DO THIS: Reproduce the full listing that appears beneath this instruction exactly.

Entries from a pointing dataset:
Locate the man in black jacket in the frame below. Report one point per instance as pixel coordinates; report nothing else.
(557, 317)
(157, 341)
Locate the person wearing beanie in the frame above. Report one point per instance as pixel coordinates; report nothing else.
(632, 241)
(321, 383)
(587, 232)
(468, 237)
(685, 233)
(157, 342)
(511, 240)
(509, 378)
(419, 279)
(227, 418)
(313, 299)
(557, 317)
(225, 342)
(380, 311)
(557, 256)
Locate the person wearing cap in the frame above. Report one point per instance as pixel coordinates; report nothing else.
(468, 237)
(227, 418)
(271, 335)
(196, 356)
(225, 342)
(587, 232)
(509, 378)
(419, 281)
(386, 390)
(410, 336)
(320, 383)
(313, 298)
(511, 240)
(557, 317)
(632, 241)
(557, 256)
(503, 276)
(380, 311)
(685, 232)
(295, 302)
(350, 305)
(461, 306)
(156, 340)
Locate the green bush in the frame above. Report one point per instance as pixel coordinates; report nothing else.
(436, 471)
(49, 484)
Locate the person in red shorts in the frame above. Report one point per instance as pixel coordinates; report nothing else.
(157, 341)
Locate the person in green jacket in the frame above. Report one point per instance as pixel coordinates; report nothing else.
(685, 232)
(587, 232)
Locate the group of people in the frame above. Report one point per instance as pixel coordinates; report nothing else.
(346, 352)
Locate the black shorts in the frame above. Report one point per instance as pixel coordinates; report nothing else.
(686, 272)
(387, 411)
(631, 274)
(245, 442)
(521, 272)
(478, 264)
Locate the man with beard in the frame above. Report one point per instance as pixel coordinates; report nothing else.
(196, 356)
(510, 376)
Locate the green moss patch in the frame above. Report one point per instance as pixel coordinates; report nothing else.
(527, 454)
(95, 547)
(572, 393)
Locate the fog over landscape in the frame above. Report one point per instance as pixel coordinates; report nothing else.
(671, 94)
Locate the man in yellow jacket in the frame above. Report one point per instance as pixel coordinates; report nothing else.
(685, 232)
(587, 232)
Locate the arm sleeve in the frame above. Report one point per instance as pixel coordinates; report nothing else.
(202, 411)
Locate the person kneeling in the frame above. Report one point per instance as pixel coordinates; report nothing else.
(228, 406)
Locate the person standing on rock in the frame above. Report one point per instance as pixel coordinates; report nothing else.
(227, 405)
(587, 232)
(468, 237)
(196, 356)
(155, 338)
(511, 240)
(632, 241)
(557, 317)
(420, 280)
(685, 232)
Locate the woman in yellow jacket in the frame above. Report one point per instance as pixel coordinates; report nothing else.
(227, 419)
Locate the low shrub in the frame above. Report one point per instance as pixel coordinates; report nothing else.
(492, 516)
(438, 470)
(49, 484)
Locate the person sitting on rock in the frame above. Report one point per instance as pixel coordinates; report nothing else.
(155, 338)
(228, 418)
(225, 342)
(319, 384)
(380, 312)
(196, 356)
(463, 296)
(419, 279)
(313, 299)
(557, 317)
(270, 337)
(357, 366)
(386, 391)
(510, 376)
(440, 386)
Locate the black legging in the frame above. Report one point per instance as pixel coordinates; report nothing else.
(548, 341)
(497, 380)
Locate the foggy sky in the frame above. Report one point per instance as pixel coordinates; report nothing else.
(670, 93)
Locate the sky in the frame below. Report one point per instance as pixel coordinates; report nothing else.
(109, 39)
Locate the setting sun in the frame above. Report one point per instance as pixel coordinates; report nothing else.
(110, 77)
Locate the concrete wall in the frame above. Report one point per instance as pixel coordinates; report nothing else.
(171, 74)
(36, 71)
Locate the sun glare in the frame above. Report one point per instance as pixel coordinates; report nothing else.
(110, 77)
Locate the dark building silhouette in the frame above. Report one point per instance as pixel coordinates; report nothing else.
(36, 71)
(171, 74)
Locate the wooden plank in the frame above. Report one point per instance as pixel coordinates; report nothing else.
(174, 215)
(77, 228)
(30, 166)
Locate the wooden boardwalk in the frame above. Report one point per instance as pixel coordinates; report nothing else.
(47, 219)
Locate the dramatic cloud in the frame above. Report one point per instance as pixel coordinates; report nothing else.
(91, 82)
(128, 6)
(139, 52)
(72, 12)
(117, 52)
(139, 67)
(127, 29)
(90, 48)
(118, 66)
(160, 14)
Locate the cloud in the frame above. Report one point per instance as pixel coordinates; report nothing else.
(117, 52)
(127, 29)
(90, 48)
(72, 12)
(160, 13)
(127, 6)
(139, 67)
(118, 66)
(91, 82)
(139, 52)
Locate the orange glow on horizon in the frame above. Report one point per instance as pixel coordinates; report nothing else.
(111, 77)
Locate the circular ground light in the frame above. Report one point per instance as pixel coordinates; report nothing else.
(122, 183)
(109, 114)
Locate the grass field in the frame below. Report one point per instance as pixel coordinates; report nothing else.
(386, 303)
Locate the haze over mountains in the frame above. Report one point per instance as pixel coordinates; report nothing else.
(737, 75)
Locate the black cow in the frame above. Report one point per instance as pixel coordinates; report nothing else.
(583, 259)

EXERCISE SOLUTION:
Locate the man in black jacket in the frame below. Report one point per instance as pixel coordinates; report nothing else.
(557, 317)
(157, 341)
Locate the person wearing beanie in the frame above. Report one point per instance as pixel coordinates; report nothing else.
(632, 241)
(321, 383)
(587, 232)
(468, 237)
(685, 233)
(157, 342)
(511, 240)
(509, 378)
(419, 279)
(227, 418)
(313, 299)
(557, 317)
(225, 342)
(380, 311)
(557, 256)
Locate the person wearing cap in the frame above. Report one point per instance as pixel coordinates; report nothing else.
(468, 237)
(227, 418)
(271, 335)
(196, 356)
(225, 342)
(587, 232)
(509, 378)
(419, 281)
(386, 390)
(410, 336)
(320, 383)
(313, 298)
(511, 240)
(557, 317)
(632, 241)
(557, 256)
(503, 276)
(380, 311)
(685, 232)
(295, 302)
(350, 305)
(461, 306)
(156, 340)
Locate the green bush in the frame above. Report one point per instance as pixel coordinates; report nothing else.
(436, 471)
(49, 484)
Locate the person in red shorts in the frame above. Report one point per instance as pixel coordinates; report nothing else.
(157, 341)
Locate the person in green jacket in the frame above. Report one point per instance as pixel coordinates; report nothing else.
(685, 232)
(587, 232)
Locate the group of people in the frame above. Report one point per instance as pixel coordinates; report nothing else.
(346, 352)
Locate the black shorts in the frame above. Report one point per instance as pixel coordinates; report nothing else.
(686, 272)
(387, 411)
(631, 274)
(245, 442)
(521, 272)
(478, 264)
Locate the man with beard in the frame above. Report one point per instance as pixel coordinates; report nothing else.
(196, 356)
(510, 376)
Locate the green moss patch in the frame above. Report one point per instance as pixel coordinates; report nothing else.
(527, 454)
(95, 547)
(572, 393)
Locate the fog over landscape in the frame above. Report one point per instance as pixel coordinates; report nothing else.
(671, 94)
Locate the man in yellow jacket in the frame above. Report one point per instance as pixel coordinates; report nothing else.
(685, 232)
(587, 232)
Locate the arm sleeve in the frame above. Report one point per instance as pixel coordinates; report nothing else.
(202, 411)
Locate the person kneeling in the frame above. Report one point per instance as pixel coordinates; report nothing else.
(228, 406)
Locate the person standing on rock in the frame above. Report one point per instance as pixel coordinates; report nothing else.
(227, 405)
(587, 232)
(468, 237)
(196, 356)
(155, 338)
(511, 240)
(632, 241)
(557, 317)
(420, 280)
(685, 232)
Locate the woman in yellow jacket in the frame above. Report one point per instance as pixel coordinates; report nothing else.
(227, 419)
Locate the low shrub in the frame above. Report one point per instance as pixel coordinates; report nothing else.
(492, 516)
(438, 470)
(49, 484)
Locate the person sitting on rock in the frame above. Report one point per instance as pixel coordinates; report nothing else.
(155, 338)
(228, 418)
(225, 342)
(319, 384)
(380, 312)
(196, 356)
(463, 296)
(419, 279)
(313, 299)
(557, 317)
(270, 337)
(357, 366)
(386, 391)
(510, 376)
(440, 386)
Locate the black legging in the frame above. Report one point per instance as pixel coordinates; report nothing else.
(548, 341)
(497, 380)
Locate the foggy sky in the frame above. Report one point per instance as pixel coordinates; report nothing else.
(670, 93)
Locate the sky in the frame below. Report one point per instance as pixel coordinates; report nothing else.
(109, 39)
Locate the setting sun in the frame above. Report one point per instance as pixel coordinates; report nothing else.
(110, 77)
Locate the concrete wall in the frame above. Report one point per instance as pixel coordinates; report nothing else.
(171, 74)
(36, 71)
Locate the sun glare in the frame above. Report one point per instance as pixel coordinates; report nothing else.
(110, 77)
Locate the dark building silhouette in the frame above. Report one point per instance as pixel coordinates; report nothing else.
(36, 71)
(171, 74)
Locate the wooden plank in the frame above. Report one point per instance as pixel coordinates; report nothing else.
(174, 215)
(77, 228)
(30, 166)
Locate the wooden boardwalk in the frame above. Report one point per instance as pixel coordinates; report nothing else.
(47, 219)
Locate the dramatic cloud in the frame above. Report one point per instance as pixel coordinates; report nothing else.
(91, 82)
(128, 6)
(139, 52)
(72, 12)
(117, 52)
(139, 67)
(127, 29)
(90, 48)
(118, 66)
(160, 14)
Locate the cloud in the frame above. Report one point per instance as pixel coordinates; report nothing else.
(117, 52)
(127, 29)
(90, 48)
(72, 12)
(160, 13)
(127, 6)
(139, 67)
(118, 66)
(91, 82)
(139, 52)
Locate the orange glow on horizon in the frame above. Report one point per instance as pixel coordinates; report nothing else.
(111, 77)
Locate the circular ground light in the frame above. Report one point per instance as pixel coordinates; report nothing else.
(122, 183)
(109, 114)
Locate the grass field in the frame below. Report one point per instance as pixel coordinates; report nothing else.
(386, 303)
Locate the haze over mountains in the frame above. Report one point per instance as pixel coordinates; report nothing else.
(737, 75)
Locate the black cow in the frame above. Report one point per instance as pixel coordinates; report nothing else.
(583, 259)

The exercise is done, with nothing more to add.